## [TRECHO DO TEXTO]
3. APROXIMAÇÕES E CONSIDERAÇÕES FINAIS SOBRE OS TEXTOS
Ao contrapor a teoria ao texto narrativo, é possível verificar vários pontos de aproximação entre ambos. Se para Foucault, o autor é parte integrante e indissociável da análise literária, prova-se que com Cortés não se pode agir de forma diferente. Ao contrário, personagem de um momento histórico importantíssimo para a atualidade, a contextualização deste autor é fundamental para entender as intenções e formas de sua escrita. De um lado, vemos um escritor típico das crônicas do descobrimento, que relata e descreve a terra ainda inexplorada com a preocupação de ser fiel e/ou incentivar a euforia da realeza espanhola. É um escritor de seu tempo, imerso na escolha não só do relato, mas também da auto-promoção e auto-afirmação como grande político, explorador e militar. Põe-se já aqui uma característica forte em seu texto em relação à teoria. Ora, o texto é de meados dos século XVI, um período de transição entre sistemas econômicos, identificado por diversos termos como pré-capitalismo, período de acumulação capitalista, mercantilismo, entre outros. Fato é que todos corroboram para a idéia de uma passagem histórica, embrião do que temos hoje consolidado. Se Foucault diz que só com a sociedade capitalista já concreta é que os autores assumem um lugar de beneficiário com a escrita – não mais meros homens passíveis de punição –, Cortés já demonstra que os benefícios já eram solicitados em seu tempo. A primeiro momento não voga o pecuniário, mas um valor quase subjetivo de afirmação e reconhecimento, o que, mais tarde, é recompensado com nomeações e cargos mais importantes dentro da organização do império espanhol.

(Registros de anotação de detecção)

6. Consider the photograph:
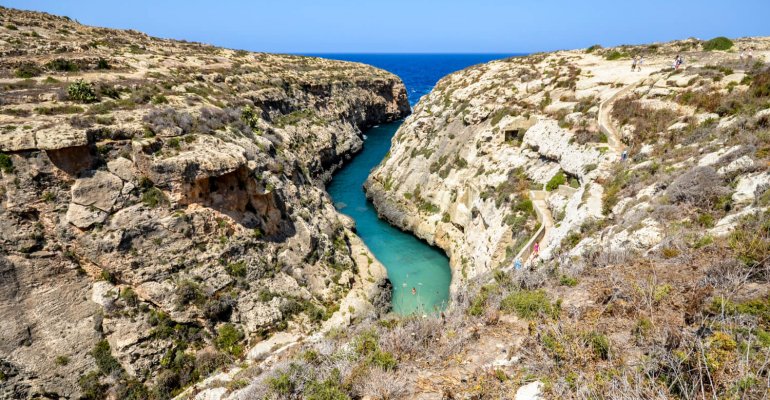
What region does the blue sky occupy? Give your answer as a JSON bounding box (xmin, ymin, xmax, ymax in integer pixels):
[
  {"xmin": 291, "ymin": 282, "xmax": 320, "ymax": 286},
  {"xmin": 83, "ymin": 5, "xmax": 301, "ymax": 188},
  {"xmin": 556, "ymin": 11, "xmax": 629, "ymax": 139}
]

## [O QUE SE ESPERA]
Responda às perguntas abaixo com base no trecho sobre Foucault e Cortés:
1. De que período é o texto de Cortés?
2. Segundo Foucault, em que tipo de sociedade os autores assumem um lugar de beneficiário com a escrita?
3. Com o que o valor de afirmação e reconhecimento é recompensado mais tarde?
As linhas provêm de outra fonte.

## [RESULTADO CORRETO]
1. De meados do século XVI.
2. Na sociedade capitalista já concreta.
3. Com nomeações e cargos mais importantes dentro da organização do império espanhol.